Some may argue that we should nationalize the drug companies and have government handle all research, development, drug trials, and manufacturing. I’m not convinced. In my four years as deputy governor of Illinois, in my time at New York’s city hall under Mike Bloomberg, and in my time in the U.S. Senate working for Chuck Schumer, I developed a true appreciation for the things government does well (national defense, public health, redistributing resources, emergency management, and law enforcement, among others) and the things it does poorly (almost everything else). Government-led drug manufacturing would be about as well funded and administered as most public housing, school systems, and public hospitals. In the face of a pandemic, that’s not a risk I’m willing to take.

• Stored data
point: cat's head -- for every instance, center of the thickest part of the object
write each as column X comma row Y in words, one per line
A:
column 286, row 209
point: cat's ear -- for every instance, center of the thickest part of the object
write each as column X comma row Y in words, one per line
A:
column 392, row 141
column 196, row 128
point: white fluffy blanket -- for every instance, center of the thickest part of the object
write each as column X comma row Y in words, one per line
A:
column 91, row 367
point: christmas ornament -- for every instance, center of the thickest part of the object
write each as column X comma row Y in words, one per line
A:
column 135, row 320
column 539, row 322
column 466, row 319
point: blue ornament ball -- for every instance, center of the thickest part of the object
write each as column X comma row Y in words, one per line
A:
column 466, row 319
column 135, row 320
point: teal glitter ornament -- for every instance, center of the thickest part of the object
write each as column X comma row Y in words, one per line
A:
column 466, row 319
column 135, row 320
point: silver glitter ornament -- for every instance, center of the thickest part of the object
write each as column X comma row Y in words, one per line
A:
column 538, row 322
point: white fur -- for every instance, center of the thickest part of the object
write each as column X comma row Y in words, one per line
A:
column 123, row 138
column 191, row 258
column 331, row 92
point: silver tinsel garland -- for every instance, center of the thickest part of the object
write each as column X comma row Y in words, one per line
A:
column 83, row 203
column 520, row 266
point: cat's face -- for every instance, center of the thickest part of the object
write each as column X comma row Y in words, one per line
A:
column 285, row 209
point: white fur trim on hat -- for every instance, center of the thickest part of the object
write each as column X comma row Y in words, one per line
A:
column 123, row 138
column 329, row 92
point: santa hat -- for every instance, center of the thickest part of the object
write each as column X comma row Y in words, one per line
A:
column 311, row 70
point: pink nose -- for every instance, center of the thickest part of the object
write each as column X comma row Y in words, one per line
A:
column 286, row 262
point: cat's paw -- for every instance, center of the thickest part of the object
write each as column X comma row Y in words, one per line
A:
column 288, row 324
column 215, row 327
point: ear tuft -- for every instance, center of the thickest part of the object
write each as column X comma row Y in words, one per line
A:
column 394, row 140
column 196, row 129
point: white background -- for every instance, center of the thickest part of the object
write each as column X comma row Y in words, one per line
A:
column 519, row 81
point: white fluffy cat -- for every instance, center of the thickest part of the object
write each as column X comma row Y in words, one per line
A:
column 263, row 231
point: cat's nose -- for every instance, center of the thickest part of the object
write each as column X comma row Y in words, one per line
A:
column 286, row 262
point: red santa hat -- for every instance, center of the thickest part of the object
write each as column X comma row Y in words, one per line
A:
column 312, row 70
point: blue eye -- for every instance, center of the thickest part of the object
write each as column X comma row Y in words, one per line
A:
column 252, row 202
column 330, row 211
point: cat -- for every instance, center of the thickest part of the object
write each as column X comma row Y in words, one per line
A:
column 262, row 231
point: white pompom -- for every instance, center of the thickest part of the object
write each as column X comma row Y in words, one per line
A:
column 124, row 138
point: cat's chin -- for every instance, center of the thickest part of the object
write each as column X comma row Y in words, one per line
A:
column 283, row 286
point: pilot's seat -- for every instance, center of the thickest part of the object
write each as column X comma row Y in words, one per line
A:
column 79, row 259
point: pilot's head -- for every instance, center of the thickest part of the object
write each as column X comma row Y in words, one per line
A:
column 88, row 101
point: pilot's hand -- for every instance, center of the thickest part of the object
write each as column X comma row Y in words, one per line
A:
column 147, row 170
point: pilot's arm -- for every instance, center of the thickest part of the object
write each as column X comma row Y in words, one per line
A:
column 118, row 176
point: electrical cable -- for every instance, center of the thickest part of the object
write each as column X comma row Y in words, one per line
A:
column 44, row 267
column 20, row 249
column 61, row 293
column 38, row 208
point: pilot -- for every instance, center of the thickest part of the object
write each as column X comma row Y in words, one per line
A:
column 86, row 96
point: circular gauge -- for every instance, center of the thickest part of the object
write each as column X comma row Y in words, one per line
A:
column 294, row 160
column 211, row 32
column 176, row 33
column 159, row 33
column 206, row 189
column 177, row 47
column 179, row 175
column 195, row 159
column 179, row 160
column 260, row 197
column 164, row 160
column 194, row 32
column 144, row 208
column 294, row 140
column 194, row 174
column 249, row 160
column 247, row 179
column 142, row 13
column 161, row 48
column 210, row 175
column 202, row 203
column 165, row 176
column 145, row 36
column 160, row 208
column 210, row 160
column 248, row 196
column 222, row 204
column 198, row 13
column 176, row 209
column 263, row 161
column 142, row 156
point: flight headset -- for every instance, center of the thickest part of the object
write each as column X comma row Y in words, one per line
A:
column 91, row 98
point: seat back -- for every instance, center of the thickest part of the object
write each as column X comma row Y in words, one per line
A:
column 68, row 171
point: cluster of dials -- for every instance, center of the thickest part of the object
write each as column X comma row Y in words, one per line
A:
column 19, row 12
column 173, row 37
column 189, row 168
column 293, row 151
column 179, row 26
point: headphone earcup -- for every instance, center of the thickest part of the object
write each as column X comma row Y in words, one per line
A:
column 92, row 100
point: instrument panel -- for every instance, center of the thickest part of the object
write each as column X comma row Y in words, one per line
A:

• Questions on the material
A: Repeat the passage on nationalizing drug companies word for word, from "Some may argue" up to and including "willing to take.".
B: Carry on the passage on nationalizing drug companies, starting after its final sentence.

• Answers by item number
A:
Some may argue that we should nationalize the drug companies and have government handle all research, development, drug trials, and manufacturing. I’m not convinced. In my four years as deputy governor of Illinois, in my time at New York’s city hall under Mike Bloomberg, and in my time in the U.S. Senate working for Chuck Schumer, I developed a true appreciation for the things government does well (national defense, public health, redistributing resources, emergency management, and law enforcement, among others) and the things it does poorly (almost everything else). Government-led drug manufacturing would be about as well funded and administered as most public housing, school systems, and public hospitals. In the face of a pandemic, that’s not a risk I’m willing to take.

B:
None of this excuses bad behavior by Big Pharma or any industry when they do something wrong. But pretending that any industry can withstand any amount of regulation and still be able to do what we need them to do, when we need them to do it, is worse than wrong. It’s intellectually dishonest. And right now, dishonesty is the last thing we can afford.


Bradley Tusk is a venture capitalist, writer, philanthropist, and political strategist. Neither Tusk Ventures nor Bradley Tusk have any investments in pharmaceuticals or biotech. Tusk does own a digital archive company that has consulted with Pfizer on document storage issues related to Pfizer’s headquarters relocation.